Your tasks:
A. Translate this sentence from the article about the loud boom heard in Tennessee into Spanish: "The mystery had authorities stumped."
B. Proceed with the article about the loud boom heard in Tennessee, starting right after its last sentence.

When it’s all said and done, historians will look at this period in time as one of the strangest of all, especially for those of us living in the United States.
Of course, there’s the COVID-19 pandemic, which continues to infiltrate every facet of our daily lives, like an oppressive hum that you just can’t shake, rattling your skull at times, and being a minor inconvenience at other times.
On top of that viral hum there were the shouts and screams of America’s political upheaval, and the hisses of the mace cans during her racial reckoning.
And then there was buzzing of the “murder hornets” and the other, louder buzzing of “Brood X” cicadas.
This week, there was the booming of, well…something in the skies over Tennessee.
Authorities in Tennessee spent hours searching for the source of what residents reported as a “loud explosion” and shaking ground.
In a Facebook post, the Clarksville Police Department wrote on Sunday that its 911 dispatch had received numerous calls at around 9:50 p.m. local time on Saturday regarding the “loud explosion” and that several individuals had also said they had felt the “ground shake.”
The mystery had authorities stumped.
“The sound was heard across many parts of Montgomery County but there have been no reports of any injuries or property damage. The Clarksville Police Department, Fire Department, Montgomery County Sheriffs Office and Emergency Medical Services (EMS) searched for a couple of hours but were unable to locate the source.,” the department wrote.

Source material:
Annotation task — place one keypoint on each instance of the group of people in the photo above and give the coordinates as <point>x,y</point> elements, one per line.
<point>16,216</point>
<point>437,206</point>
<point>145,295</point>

Solved tasks:
A. El misterio tenía desconcertadas a las autoridades.

B.
“Fort Campbell is on a Four Day weekend due to the Labor Day holiday, and does not appear to be conducting any type of training or exercise,” the police added. “Currently, this seems to be some sort of unknown phenomena until someone reports actual damage.”
Home security video showed that the noise was accompanied by a bright flash of light as well.
In this video captured by Heather Risacher Rooney, you hear the loud boom in Clarksville around 9:50PM last night that police call an “unknown phenomena.” https://t.co/ecWeDIfqbH pic.twitter.com/VREA3WFPVd
— Josh Breslow (@JoshBreslowTN) September 5, 2021
Possible explanations that have been posited thus far include the possibility of a sonic boom from a meteor entering our atmosphere, to some locals playing around with a high explosive such as tannerite.